* **WHAT TO WORK ON**: How many lines within the records include the word "vegetation"? Only that number should be given.

----- SOURCE DATA

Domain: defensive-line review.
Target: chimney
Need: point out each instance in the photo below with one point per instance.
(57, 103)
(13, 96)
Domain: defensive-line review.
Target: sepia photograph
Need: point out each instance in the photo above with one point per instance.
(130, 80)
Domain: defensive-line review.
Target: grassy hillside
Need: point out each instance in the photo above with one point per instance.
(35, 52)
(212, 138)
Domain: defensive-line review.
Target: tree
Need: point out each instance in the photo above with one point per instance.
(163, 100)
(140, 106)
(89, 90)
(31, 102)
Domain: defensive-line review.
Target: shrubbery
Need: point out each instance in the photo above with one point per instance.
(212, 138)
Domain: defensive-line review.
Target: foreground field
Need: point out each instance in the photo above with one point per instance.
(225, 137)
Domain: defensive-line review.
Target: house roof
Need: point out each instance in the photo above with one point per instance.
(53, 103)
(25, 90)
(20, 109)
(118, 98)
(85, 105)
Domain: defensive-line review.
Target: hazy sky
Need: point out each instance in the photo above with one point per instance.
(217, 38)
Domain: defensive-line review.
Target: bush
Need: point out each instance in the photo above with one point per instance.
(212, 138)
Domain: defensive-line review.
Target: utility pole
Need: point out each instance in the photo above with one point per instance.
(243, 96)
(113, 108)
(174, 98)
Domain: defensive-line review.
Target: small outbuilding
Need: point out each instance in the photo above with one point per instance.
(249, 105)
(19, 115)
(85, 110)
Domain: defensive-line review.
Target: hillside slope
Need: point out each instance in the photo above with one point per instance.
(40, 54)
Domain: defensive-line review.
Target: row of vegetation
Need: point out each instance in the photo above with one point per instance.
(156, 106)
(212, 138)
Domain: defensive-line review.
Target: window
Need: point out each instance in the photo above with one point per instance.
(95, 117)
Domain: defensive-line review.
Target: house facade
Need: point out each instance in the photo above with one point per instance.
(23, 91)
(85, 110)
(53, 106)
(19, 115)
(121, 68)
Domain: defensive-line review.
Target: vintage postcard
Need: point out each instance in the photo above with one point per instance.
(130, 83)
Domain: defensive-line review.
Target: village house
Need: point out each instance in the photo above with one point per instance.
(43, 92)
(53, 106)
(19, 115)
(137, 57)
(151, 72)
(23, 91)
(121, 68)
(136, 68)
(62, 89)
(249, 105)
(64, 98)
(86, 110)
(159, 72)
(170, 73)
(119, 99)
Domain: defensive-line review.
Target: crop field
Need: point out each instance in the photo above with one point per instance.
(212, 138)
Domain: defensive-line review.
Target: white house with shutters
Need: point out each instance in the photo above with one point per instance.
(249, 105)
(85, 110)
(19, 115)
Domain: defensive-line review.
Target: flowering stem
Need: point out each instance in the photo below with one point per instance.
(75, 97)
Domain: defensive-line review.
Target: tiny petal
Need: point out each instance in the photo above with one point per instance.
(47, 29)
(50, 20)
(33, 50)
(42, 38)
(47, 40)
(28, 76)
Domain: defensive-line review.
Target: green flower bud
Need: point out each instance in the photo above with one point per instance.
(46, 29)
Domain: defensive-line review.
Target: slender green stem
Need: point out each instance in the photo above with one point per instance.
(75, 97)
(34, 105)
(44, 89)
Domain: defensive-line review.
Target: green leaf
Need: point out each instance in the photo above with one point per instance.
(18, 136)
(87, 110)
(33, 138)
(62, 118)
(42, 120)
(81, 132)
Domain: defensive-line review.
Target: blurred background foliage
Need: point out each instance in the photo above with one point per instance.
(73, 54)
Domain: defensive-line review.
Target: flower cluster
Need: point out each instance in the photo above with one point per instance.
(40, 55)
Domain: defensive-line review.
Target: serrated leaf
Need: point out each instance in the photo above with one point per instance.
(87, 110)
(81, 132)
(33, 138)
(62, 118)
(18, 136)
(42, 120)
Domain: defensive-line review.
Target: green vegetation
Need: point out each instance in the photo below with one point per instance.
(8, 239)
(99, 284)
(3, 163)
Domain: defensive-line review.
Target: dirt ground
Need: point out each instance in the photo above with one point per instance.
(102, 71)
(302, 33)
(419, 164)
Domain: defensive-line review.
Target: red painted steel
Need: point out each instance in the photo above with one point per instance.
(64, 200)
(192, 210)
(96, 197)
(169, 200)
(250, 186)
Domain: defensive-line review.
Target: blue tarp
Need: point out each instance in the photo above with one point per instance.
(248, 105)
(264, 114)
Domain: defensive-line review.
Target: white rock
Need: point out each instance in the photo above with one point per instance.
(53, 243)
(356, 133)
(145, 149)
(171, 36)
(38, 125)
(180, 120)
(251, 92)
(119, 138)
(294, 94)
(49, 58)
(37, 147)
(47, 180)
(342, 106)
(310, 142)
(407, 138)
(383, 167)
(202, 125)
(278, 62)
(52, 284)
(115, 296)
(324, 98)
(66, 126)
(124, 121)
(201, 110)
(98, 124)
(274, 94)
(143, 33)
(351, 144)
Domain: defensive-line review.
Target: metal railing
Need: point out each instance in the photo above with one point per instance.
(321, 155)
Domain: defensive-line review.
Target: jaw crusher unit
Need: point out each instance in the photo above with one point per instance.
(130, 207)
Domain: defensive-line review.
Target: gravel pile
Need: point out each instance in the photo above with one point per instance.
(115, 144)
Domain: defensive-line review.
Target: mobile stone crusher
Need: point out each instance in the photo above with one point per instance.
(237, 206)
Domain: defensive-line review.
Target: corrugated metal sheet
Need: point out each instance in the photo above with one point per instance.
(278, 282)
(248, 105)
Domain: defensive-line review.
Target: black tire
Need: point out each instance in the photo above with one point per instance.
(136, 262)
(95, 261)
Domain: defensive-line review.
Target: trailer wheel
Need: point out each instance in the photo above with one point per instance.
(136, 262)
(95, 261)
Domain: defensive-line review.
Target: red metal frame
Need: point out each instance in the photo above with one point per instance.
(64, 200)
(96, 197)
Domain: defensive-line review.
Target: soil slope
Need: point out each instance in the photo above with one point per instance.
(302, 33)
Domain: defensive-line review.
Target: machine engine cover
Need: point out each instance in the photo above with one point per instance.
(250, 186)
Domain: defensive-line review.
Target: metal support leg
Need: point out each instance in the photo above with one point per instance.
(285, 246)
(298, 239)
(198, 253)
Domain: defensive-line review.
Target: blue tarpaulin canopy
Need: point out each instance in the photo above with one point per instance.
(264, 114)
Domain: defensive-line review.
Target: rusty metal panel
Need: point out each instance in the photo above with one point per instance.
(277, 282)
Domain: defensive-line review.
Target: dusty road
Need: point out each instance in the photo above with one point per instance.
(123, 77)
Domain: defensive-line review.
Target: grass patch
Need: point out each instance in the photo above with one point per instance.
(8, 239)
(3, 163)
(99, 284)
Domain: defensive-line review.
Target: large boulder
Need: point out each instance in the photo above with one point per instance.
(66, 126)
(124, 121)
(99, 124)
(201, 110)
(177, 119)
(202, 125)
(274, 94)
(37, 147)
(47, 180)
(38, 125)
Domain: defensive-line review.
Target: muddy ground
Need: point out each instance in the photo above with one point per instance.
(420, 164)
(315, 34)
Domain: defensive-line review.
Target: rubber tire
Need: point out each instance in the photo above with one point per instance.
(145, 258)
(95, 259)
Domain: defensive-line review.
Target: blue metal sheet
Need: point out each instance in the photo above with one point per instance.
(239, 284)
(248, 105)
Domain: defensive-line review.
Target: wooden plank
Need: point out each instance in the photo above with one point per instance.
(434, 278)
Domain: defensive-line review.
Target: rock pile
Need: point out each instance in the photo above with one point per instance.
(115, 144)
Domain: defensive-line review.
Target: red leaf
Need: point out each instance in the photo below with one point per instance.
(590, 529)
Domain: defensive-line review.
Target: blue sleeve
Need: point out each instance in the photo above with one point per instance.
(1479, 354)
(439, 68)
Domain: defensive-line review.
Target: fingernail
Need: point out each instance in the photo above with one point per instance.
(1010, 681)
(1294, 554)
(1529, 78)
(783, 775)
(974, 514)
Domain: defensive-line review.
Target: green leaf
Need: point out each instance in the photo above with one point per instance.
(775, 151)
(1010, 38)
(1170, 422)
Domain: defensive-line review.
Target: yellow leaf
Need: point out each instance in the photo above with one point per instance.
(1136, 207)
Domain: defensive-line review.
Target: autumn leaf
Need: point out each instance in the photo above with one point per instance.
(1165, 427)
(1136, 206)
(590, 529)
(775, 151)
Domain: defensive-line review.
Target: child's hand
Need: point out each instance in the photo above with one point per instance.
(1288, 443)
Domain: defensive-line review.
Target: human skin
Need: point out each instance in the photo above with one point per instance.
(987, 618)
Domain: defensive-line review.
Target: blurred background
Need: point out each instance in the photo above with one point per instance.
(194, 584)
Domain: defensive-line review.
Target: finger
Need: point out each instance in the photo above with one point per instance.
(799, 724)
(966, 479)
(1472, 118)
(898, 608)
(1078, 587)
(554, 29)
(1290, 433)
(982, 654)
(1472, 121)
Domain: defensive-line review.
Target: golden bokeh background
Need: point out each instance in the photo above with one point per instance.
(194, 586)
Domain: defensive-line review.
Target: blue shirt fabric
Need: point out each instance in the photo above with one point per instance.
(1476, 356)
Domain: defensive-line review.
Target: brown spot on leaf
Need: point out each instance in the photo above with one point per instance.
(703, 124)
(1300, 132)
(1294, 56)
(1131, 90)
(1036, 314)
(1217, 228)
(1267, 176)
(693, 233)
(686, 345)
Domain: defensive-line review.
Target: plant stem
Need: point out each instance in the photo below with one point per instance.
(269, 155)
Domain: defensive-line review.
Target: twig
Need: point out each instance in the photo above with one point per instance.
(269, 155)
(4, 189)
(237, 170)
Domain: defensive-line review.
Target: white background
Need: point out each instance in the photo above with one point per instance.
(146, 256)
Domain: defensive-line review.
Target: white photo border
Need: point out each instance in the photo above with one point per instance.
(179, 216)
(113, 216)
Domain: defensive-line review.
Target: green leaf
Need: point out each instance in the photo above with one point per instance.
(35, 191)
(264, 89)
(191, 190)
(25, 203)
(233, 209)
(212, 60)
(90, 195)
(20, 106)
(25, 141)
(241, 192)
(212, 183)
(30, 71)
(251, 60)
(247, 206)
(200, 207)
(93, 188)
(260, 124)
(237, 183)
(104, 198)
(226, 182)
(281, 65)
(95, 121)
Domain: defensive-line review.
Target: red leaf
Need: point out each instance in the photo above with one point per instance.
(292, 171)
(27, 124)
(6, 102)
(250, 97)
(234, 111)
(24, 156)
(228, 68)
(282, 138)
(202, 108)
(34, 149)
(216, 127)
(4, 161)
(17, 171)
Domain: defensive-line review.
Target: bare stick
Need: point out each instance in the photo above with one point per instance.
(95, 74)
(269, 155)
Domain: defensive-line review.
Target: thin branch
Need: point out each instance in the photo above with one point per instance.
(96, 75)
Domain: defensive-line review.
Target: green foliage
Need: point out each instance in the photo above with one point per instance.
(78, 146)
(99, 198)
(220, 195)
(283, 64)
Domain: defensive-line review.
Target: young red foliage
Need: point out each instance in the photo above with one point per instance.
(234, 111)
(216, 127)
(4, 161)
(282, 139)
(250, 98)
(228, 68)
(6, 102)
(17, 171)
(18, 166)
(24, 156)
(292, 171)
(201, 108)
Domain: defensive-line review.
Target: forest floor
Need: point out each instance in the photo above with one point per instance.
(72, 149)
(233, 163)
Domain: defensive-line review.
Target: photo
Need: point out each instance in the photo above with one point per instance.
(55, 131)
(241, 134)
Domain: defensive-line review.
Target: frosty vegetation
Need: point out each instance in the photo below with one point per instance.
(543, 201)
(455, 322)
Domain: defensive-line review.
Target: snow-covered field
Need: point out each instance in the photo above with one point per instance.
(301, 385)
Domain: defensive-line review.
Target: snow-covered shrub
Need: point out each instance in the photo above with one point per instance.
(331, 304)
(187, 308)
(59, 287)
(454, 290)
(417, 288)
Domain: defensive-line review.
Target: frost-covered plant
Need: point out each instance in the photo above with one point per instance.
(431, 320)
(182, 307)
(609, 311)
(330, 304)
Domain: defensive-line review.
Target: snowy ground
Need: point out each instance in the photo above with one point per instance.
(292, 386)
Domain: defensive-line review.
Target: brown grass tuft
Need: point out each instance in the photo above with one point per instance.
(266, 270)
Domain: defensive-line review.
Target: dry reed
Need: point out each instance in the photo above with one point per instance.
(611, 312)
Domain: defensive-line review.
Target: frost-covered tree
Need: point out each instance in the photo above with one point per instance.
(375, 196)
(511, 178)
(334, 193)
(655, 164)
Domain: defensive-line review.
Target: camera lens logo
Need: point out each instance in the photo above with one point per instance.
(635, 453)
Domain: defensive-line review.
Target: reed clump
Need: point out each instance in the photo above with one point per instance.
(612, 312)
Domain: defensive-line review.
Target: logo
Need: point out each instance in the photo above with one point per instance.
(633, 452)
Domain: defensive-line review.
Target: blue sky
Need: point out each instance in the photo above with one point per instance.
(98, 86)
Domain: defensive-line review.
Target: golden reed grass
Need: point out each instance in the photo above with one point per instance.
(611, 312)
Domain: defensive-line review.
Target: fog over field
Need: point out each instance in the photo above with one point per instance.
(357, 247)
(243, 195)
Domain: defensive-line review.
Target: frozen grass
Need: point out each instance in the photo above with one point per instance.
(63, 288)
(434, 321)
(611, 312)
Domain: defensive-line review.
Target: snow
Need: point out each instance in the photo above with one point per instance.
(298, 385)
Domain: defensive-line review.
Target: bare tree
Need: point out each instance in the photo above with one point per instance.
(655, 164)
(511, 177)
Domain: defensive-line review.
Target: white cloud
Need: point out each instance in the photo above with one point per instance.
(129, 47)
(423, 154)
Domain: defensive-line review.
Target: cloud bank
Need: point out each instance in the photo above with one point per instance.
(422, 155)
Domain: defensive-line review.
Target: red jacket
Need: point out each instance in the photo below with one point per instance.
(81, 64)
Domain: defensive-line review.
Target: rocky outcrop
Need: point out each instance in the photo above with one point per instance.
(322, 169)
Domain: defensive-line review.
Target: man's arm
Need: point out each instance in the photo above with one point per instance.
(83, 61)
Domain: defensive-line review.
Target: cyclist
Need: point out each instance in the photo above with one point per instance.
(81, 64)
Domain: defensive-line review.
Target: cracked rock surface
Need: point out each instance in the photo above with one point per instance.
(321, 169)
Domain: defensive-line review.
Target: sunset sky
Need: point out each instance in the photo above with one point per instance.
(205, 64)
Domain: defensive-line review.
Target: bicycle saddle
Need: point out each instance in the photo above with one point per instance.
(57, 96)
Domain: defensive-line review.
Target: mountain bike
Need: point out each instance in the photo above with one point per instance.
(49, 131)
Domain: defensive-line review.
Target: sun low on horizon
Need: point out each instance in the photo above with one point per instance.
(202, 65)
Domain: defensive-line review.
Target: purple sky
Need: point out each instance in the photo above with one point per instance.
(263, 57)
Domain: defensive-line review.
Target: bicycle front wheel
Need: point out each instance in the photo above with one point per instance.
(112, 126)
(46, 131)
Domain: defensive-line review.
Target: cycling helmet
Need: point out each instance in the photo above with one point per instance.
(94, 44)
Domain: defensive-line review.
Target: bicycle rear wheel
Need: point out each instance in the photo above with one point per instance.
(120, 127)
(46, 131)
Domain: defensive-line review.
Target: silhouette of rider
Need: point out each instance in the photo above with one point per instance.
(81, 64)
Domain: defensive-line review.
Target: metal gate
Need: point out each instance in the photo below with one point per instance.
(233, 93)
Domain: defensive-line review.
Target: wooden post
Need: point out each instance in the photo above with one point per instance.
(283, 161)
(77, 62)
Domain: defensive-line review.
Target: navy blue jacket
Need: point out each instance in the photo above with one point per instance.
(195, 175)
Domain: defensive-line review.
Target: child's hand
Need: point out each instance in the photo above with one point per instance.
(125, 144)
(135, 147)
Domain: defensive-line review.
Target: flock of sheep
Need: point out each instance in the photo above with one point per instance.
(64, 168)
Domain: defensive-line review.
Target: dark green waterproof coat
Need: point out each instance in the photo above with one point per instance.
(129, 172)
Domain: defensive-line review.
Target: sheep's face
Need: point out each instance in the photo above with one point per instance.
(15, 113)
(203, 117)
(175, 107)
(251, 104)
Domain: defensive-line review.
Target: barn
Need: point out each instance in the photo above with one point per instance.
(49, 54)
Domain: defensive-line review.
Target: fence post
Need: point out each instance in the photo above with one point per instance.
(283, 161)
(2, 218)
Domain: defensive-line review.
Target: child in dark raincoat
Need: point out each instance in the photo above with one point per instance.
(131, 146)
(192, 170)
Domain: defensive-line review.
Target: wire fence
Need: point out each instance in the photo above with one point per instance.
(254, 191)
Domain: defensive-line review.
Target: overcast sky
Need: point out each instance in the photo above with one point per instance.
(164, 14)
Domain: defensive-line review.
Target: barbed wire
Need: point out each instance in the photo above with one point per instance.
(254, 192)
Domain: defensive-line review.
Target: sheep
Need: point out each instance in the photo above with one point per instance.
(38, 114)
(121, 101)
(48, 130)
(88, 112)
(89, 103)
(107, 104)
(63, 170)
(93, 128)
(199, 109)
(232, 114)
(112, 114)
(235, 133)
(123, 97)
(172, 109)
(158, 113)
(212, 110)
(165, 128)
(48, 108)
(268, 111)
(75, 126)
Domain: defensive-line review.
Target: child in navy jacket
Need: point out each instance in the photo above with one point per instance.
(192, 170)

----------

* **WORKED SOLUTION**: 3